_What is expected_
Using the string "black" as the key, pull each matching line out of the records below.

Saved entries:
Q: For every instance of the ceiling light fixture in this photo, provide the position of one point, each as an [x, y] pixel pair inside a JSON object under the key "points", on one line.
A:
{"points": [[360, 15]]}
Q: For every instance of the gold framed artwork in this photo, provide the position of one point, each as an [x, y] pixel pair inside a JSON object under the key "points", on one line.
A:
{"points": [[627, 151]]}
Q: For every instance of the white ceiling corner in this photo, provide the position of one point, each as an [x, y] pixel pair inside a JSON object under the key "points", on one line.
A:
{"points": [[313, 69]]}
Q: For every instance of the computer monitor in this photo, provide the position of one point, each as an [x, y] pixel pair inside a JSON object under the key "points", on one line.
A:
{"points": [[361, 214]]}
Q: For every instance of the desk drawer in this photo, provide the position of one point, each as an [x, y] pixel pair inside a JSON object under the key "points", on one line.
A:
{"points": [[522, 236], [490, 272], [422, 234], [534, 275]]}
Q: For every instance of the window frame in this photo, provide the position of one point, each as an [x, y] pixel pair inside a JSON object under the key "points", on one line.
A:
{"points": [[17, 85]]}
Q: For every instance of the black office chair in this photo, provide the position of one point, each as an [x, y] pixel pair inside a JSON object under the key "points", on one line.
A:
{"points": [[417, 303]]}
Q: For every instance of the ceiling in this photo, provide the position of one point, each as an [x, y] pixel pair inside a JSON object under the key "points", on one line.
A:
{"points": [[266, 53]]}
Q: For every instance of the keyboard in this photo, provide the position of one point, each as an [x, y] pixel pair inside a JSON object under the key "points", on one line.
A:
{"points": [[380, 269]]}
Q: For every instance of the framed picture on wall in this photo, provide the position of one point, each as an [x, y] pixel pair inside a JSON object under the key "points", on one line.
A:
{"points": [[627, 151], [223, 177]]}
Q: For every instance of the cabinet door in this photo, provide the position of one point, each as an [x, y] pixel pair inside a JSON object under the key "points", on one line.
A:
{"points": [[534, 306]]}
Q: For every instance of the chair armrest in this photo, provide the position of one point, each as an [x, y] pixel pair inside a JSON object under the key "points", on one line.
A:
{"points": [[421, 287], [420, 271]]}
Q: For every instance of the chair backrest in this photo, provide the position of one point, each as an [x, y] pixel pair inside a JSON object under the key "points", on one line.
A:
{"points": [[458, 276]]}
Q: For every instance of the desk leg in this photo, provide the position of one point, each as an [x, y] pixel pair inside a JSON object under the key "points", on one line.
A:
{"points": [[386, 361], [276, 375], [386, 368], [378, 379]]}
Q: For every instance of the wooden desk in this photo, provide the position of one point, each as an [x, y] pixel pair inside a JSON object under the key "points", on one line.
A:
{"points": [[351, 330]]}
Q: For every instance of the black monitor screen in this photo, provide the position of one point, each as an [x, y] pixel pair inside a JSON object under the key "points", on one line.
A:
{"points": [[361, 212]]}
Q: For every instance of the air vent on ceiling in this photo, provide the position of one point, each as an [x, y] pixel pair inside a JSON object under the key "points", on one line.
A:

_Result of the exercise_
Q: For every instance of the black office chair in this photo, provide the position of one point, each as an [x, y] pixel pair inside a JSON object under the key "points", on one line.
Q: For every instance of the black monitor screen in this photo, provide the position of one point, each as an [x, y] pixel pair inside a JSON object under the key "points", on one line.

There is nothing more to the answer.